### Requirements
Copy the records below, substituting "whole-number keys" for every occurrence of "integer keys" and keeping everything else unchanged. Omit the pictures from the copy.

### Dataset records
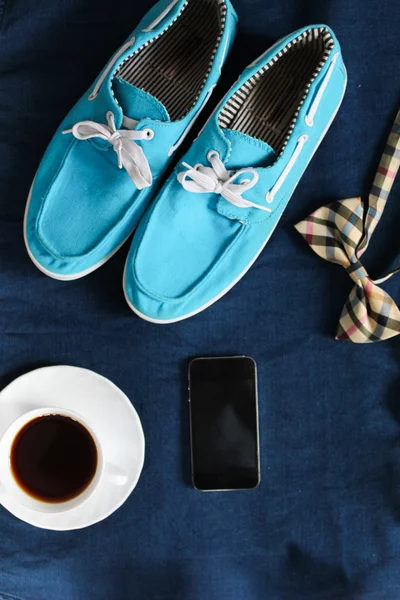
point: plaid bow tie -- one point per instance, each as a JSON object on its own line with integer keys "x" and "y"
{"x": 340, "y": 233}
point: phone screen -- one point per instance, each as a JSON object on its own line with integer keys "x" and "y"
{"x": 224, "y": 423}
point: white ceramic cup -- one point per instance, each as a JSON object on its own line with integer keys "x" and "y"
{"x": 10, "y": 486}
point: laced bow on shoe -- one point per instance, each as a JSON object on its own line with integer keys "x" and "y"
{"x": 130, "y": 155}
{"x": 219, "y": 180}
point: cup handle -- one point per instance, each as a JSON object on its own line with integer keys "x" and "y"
{"x": 114, "y": 474}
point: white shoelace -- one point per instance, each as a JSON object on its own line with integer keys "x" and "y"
{"x": 218, "y": 179}
{"x": 130, "y": 155}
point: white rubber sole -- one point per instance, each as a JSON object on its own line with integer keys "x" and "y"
{"x": 57, "y": 275}
{"x": 243, "y": 273}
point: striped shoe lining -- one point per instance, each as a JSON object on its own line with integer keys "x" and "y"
{"x": 267, "y": 105}
{"x": 174, "y": 66}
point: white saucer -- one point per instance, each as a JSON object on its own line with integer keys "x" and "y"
{"x": 117, "y": 426}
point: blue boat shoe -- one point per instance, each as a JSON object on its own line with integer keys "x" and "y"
{"x": 217, "y": 211}
{"x": 104, "y": 163}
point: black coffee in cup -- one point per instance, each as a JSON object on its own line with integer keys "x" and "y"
{"x": 53, "y": 458}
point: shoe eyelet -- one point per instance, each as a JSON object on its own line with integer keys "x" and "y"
{"x": 149, "y": 133}
{"x": 212, "y": 154}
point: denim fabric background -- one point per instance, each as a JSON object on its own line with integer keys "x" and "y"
{"x": 325, "y": 522}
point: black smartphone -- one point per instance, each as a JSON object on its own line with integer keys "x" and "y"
{"x": 224, "y": 423}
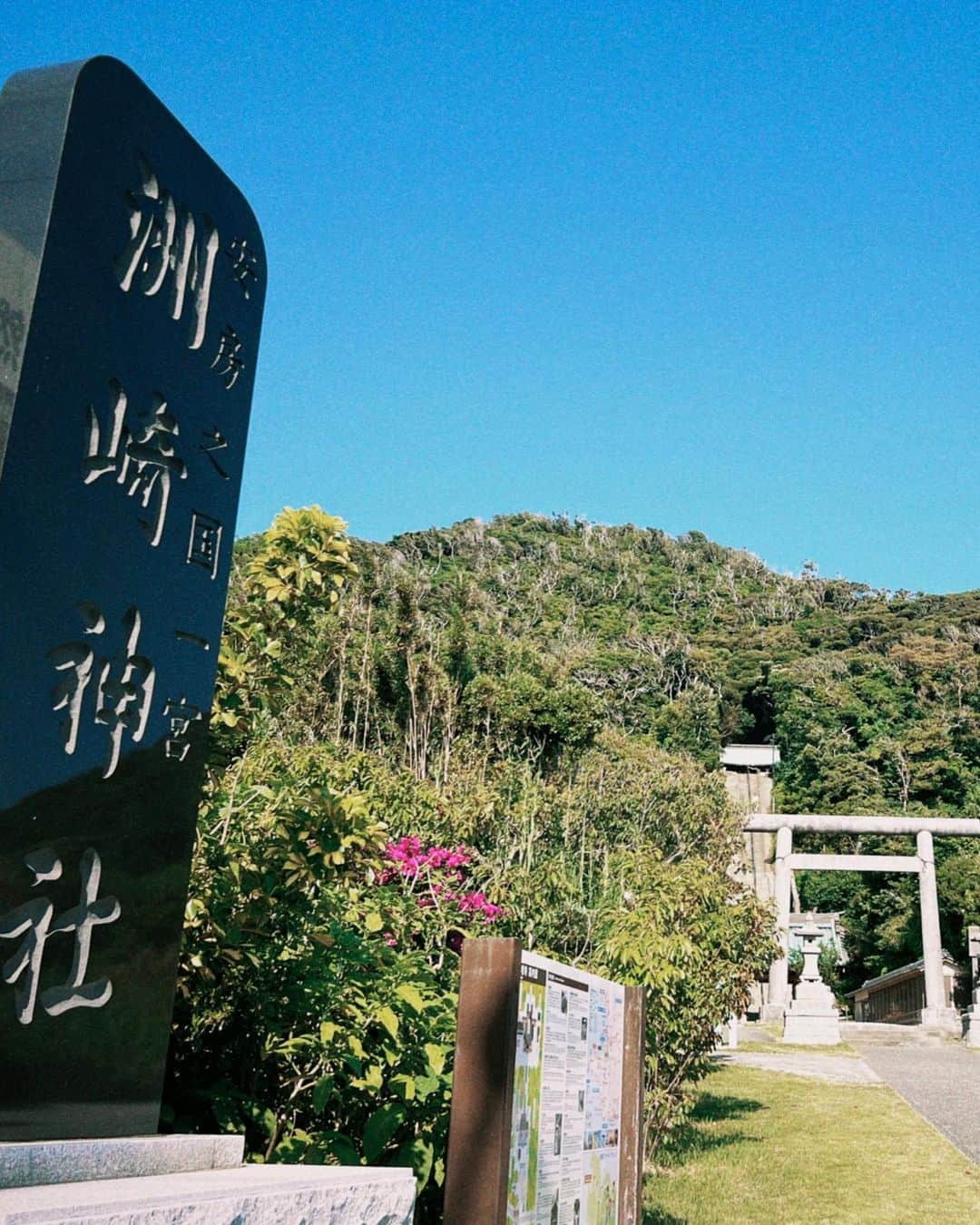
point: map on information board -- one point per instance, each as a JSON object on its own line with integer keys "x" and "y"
{"x": 567, "y": 1087}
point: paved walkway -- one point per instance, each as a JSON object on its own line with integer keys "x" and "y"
{"x": 942, "y": 1083}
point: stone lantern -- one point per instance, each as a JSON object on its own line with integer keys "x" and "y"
{"x": 811, "y": 1019}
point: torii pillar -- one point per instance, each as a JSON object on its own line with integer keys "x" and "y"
{"x": 776, "y": 1007}
{"x": 936, "y": 1010}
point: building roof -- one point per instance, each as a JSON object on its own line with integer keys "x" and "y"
{"x": 759, "y": 756}
{"x": 903, "y": 972}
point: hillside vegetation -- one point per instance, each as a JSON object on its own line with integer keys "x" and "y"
{"x": 531, "y": 637}
{"x": 512, "y": 728}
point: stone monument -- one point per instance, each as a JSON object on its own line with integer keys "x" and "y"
{"x": 132, "y": 284}
{"x": 811, "y": 1018}
{"x": 132, "y": 279}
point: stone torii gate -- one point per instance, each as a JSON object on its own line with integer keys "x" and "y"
{"x": 924, "y": 828}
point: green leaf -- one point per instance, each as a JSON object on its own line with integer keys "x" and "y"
{"x": 418, "y": 1155}
{"x": 380, "y": 1129}
{"x": 339, "y": 1145}
{"x": 387, "y": 1018}
{"x": 405, "y": 1085}
{"x": 436, "y": 1056}
{"x": 426, "y": 1084}
{"x": 322, "y": 1091}
{"x": 410, "y": 995}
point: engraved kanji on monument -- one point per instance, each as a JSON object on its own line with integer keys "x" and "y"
{"x": 132, "y": 284}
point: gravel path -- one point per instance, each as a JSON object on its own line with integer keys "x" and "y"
{"x": 835, "y": 1068}
{"x": 941, "y": 1082}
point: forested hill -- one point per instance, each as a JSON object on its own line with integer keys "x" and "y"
{"x": 549, "y": 646}
{"x": 528, "y": 632}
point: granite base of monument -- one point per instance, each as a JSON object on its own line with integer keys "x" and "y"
{"x": 43, "y": 1162}
{"x": 811, "y": 1018}
{"x": 250, "y": 1194}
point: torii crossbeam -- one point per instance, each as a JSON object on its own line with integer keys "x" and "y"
{"x": 923, "y": 828}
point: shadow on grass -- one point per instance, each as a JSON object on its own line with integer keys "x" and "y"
{"x": 693, "y": 1138}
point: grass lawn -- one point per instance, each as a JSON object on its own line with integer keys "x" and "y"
{"x": 765, "y": 1147}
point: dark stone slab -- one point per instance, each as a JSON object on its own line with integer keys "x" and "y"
{"x": 132, "y": 287}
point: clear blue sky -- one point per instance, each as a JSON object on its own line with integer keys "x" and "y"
{"x": 688, "y": 265}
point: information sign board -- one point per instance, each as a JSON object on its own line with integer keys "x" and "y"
{"x": 548, "y": 1093}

### Response below
point: plaid bow tie -- one point per instance, each as a JSON object on its own line with whole-number keys "x" and "y"
{"x": 340, "y": 233}
point: phone screen -- one point per instance, each as a JSON object on its own line with whole-number keys "x" and "y"
{"x": 224, "y": 423}
point: white ceramic cup -- one point per instance, each as a JSON object on its own line with whole-number keys "x" and "y"
{"x": 10, "y": 486}
point: laced bow on shoe -- one point per instance, each as a JSON object on its own line with whole-number keys "x" and "y"
{"x": 130, "y": 155}
{"x": 219, "y": 180}
point: cup handle -- one point per instance, each as a JSON object on its own line with whole-number keys "x" and "y"
{"x": 114, "y": 474}
point: white shoelace -- one point per instance, each as a JSON object on its own line with whole-number keys "x" and "y"
{"x": 218, "y": 179}
{"x": 130, "y": 155}
point: white rubber sole -- one point per instance, each as a JSON object on its own line with whole-number keys "x" and "y"
{"x": 57, "y": 275}
{"x": 243, "y": 273}
point: striped shoe lining -- one point per instance, each as a JSON object on its own line with whole-number keys "x" and "y"
{"x": 267, "y": 105}
{"x": 174, "y": 66}
point: white saucer -- one point per instance, each as a JSON object on its own line with whole-number keys "x" and "y"
{"x": 117, "y": 426}
point: blue boat shoe -- one point per instance, each as a JSON object on its own line with whole-number keys "x" and "y"
{"x": 217, "y": 211}
{"x": 104, "y": 163}
point: black coffee in cup -- one point per instance, each as a JSON object on its own line with whole-number keys "x" and "y"
{"x": 53, "y": 458}
point: shoe eyelet -- one point per instance, each as a JSON object on its own line with whole-number keys "x" and "y"
{"x": 149, "y": 133}
{"x": 212, "y": 154}
point: denim fabric background -- one point per instance, each as a JSON object on its own line with whole-number keys "x" and "y"
{"x": 325, "y": 522}
point: black smartphone -- one point per instance, each as a JSON object on its own line with whole-number keys "x" and "y"
{"x": 224, "y": 423}
point: map on information board -- one point per instance, each as a JSON object on its own line with whole-number keys "x" and "y"
{"x": 567, "y": 1087}
point: paved walkway -- one point per instance, each as a JSON object on its own line with whole-number keys "x" and "y"
{"x": 942, "y": 1083}
point: stone lantern -- one point per instance, each as a JSON object on its own line with whole-number keys "x" and "y"
{"x": 811, "y": 1019}
point: torii pillar -- one point per instance, each as a JSON object on its own line with whole-number keys "x" and "y"
{"x": 776, "y": 1007}
{"x": 936, "y": 1010}
point: building roof -- one point per instance, each as a JSON object on its own line with whole-number keys "x" and "y"
{"x": 759, "y": 756}
{"x": 903, "y": 972}
point: hillside vegetation -- one point per instance, each as a JSON object on its own line with whole-number keys "x" and "y"
{"x": 531, "y": 637}
{"x": 512, "y": 728}
point: stone monument -- one point per instance, each as a JSON object on its own line with whole-number keys "x" and "y"
{"x": 132, "y": 284}
{"x": 811, "y": 1018}
{"x": 132, "y": 279}
point: stone torii gate -- one point per instance, each as a JSON object on its own line with whole-number keys "x" and "y"
{"x": 924, "y": 828}
point: green leaf -- one point per instance, each as a JSON object on its own line with whole-number keys "x" and "y"
{"x": 418, "y": 1155}
{"x": 380, "y": 1129}
{"x": 339, "y": 1145}
{"x": 387, "y": 1018}
{"x": 405, "y": 1085}
{"x": 436, "y": 1056}
{"x": 426, "y": 1084}
{"x": 322, "y": 1091}
{"x": 410, "y": 995}
point: engraved kanji on monument -- one point per instance, each as a JSON object on its own line with whole-number keys "x" and "y"
{"x": 132, "y": 284}
point: gravel path -- one point per instance, each as a JSON object on its own line with whole-number keys "x" and "y"
{"x": 835, "y": 1068}
{"x": 941, "y": 1082}
point: forested hill -- one point per instance, each as a JSON object on its own line with whole-number keys "x" and "y"
{"x": 549, "y": 646}
{"x": 528, "y": 632}
point: granite base of monument -- one point per instance, each as a JSON object on its own line with whole-number keys "x" and "y"
{"x": 43, "y": 1162}
{"x": 811, "y": 1018}
{"x": 250, "y": 1194}
point: torii crossbeam -- one point per instance, each as a JSON object on its own line with whole-number keys "x" and "y"
{"x": 923, "y": 828}
point: shadow on grass -- one point per instance, each as a JSON object on its own line with whole-number keys "x" and "y"
{"x": 693, "y": 1138}
point: grass lawn -- one point per instance, each as a JSON object on its own line with whole-number keys "x" and "y"
{"x": 765, "y": 1147}
point: dark stone slab -- one point per instance, each as a JSON object on its own line with whole-number keys "x" and "y"
{"x": 132, "y": 287}
point: clear blue sky -- one point per instance, each as a JSON object on its own line with whole-number keys "x" and "y"
{"x": 688, "y": 265}
point: information sign board -- one point per instance, each as a JSON object on its own line with whole-number keys "x" and "y"
{"x": 548, "y": 1093}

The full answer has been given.